▶ EXERCISE REQUIREMENTS:
Select each line in the records below that contains the string "moss" and copy those lines. A match must have the same capitalization.
───── WORKING DATA
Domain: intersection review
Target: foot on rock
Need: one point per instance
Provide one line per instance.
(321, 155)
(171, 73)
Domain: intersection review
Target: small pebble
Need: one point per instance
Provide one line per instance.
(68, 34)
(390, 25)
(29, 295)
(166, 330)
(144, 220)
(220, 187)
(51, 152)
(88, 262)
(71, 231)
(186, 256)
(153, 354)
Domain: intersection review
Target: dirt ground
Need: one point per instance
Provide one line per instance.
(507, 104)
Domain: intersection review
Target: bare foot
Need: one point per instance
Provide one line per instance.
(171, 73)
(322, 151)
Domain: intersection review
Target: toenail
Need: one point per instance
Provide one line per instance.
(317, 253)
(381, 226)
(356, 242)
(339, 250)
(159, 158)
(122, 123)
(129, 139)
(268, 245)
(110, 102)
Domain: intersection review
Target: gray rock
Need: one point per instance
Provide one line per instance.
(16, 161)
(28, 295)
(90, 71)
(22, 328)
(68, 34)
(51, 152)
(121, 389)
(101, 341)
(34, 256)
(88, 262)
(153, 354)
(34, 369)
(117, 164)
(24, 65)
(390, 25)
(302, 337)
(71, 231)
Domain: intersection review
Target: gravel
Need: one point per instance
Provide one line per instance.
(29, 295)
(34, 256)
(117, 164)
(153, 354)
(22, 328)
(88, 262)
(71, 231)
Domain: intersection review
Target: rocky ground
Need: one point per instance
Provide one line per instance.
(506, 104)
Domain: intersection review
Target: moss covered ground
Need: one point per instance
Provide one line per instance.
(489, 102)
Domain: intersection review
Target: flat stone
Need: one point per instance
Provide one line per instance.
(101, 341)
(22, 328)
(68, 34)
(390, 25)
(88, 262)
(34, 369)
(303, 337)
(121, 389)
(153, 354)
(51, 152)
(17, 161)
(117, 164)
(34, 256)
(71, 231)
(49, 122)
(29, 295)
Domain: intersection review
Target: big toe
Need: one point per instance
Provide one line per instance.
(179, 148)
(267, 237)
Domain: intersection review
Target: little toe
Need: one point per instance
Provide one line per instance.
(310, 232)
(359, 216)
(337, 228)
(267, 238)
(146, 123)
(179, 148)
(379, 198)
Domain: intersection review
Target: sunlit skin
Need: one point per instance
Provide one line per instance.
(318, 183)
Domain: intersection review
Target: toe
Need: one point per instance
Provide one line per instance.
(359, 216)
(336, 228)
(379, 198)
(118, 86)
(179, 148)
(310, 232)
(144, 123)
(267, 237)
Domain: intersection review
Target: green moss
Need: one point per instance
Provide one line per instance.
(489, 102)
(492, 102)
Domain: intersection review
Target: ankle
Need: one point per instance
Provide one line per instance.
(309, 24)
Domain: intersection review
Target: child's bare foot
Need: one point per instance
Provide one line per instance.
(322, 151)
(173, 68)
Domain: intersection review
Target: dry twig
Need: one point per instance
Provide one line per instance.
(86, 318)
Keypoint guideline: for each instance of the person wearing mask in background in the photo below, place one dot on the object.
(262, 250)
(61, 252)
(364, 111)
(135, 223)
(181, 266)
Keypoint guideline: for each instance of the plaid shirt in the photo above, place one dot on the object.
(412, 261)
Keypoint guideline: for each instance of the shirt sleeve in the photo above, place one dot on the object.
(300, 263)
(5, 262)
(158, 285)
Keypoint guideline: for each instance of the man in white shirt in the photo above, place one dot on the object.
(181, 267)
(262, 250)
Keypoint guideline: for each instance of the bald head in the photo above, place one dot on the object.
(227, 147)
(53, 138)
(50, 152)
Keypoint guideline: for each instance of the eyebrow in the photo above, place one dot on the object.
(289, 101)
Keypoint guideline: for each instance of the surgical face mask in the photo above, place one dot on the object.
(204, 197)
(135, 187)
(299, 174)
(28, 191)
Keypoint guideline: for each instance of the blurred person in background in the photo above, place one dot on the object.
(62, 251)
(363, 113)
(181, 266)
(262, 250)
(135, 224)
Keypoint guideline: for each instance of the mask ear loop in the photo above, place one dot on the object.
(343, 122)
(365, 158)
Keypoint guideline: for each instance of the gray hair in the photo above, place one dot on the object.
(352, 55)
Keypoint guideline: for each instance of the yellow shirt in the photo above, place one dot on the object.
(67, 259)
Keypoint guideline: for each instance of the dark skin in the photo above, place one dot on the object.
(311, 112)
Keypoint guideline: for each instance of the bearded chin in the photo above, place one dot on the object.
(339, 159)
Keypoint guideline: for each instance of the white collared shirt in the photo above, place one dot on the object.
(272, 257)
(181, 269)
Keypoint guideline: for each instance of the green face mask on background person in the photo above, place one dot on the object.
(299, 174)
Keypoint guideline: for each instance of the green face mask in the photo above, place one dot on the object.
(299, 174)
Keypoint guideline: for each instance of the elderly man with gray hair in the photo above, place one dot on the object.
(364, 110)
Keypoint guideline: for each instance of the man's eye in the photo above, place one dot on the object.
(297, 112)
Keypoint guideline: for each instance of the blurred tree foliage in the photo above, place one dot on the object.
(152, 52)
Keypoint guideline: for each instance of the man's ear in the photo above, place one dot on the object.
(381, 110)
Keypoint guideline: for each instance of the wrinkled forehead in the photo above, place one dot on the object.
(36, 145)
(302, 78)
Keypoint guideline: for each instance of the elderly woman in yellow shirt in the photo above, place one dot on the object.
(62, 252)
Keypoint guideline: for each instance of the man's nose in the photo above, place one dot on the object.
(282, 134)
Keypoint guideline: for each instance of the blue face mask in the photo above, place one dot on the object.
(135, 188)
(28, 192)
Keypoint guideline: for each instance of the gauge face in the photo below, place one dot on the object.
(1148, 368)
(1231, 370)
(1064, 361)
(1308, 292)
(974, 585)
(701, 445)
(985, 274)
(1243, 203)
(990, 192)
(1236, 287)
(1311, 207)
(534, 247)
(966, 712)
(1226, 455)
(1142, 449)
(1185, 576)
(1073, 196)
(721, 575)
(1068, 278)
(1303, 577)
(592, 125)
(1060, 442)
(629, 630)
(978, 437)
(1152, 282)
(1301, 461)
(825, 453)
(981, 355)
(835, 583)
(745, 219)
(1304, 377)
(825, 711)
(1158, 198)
──────────
───── WORKING DATA
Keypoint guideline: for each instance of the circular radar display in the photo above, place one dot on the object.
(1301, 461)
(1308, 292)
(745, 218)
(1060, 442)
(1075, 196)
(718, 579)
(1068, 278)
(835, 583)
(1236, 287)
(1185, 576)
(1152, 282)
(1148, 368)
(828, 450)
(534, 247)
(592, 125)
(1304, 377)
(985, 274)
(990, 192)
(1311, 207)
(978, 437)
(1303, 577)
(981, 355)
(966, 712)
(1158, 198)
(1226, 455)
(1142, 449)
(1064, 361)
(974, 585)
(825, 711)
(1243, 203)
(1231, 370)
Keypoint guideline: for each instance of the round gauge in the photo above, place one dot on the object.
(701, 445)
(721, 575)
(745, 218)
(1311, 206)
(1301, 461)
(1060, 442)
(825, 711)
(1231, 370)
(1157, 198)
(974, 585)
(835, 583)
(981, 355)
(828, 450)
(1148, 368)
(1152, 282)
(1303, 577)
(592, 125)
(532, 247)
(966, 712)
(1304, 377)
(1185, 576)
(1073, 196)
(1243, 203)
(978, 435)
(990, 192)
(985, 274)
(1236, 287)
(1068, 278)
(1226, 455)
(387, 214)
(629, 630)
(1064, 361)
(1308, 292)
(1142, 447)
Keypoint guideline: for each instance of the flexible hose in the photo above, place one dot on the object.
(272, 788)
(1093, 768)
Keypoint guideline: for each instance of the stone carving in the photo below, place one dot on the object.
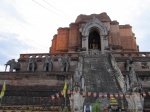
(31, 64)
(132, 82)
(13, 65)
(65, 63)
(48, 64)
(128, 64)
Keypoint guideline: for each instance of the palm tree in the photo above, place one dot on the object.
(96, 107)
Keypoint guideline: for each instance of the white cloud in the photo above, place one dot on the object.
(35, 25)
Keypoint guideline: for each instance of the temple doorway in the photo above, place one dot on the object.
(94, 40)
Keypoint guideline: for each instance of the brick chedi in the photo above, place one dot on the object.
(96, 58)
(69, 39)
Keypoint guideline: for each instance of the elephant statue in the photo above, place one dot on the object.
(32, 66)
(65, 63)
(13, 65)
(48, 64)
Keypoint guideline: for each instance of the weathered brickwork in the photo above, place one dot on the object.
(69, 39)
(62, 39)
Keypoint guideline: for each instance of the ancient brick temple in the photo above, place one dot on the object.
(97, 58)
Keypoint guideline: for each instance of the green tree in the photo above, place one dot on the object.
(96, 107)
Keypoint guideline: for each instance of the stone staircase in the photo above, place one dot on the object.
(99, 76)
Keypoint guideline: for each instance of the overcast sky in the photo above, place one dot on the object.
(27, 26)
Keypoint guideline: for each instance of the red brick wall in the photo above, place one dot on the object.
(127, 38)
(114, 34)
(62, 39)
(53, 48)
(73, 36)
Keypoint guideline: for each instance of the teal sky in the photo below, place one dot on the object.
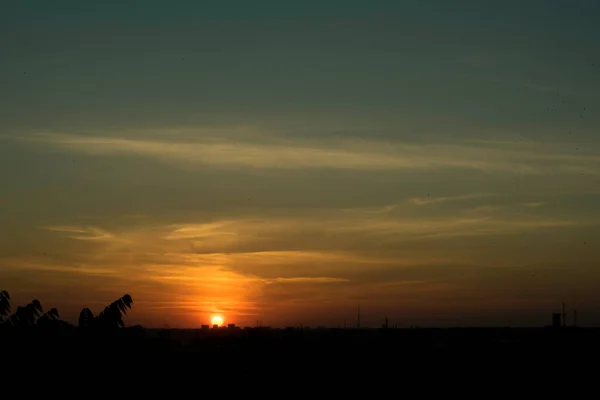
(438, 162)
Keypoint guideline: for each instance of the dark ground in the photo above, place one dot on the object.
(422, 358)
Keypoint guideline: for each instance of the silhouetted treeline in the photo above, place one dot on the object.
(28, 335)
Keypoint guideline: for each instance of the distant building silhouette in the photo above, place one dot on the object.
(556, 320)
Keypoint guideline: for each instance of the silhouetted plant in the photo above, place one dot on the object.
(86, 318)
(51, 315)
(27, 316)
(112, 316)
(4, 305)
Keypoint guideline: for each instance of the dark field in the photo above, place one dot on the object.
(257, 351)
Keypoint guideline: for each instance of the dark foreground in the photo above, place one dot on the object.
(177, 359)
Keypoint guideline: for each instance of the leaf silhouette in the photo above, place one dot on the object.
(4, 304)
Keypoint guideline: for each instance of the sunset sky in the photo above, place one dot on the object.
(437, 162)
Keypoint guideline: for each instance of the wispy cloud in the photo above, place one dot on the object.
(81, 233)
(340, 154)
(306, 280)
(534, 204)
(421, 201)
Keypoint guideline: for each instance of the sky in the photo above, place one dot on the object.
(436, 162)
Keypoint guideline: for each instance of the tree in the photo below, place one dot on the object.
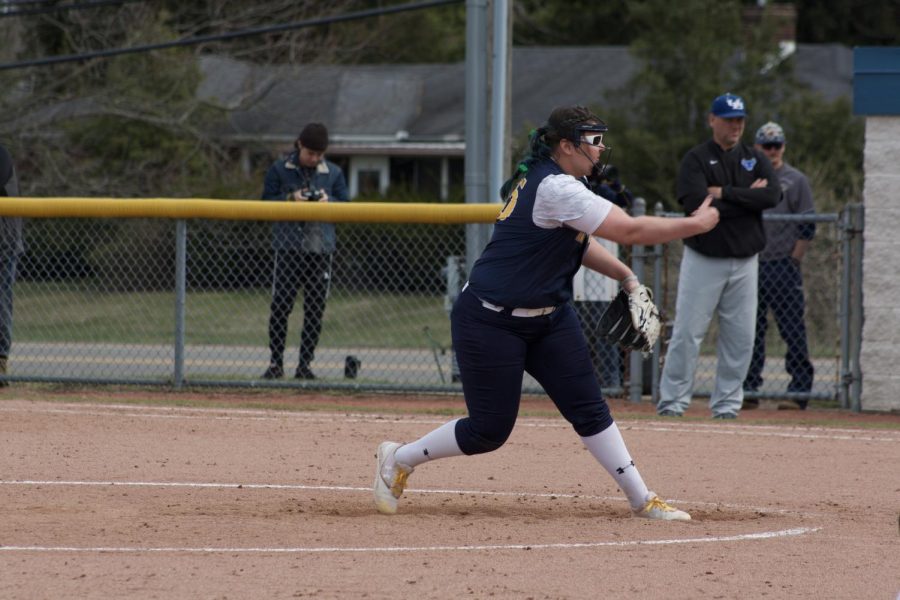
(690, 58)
──────────
▶ PROBLEM SOLUTION:
Target: moss covered ground
Target: green moss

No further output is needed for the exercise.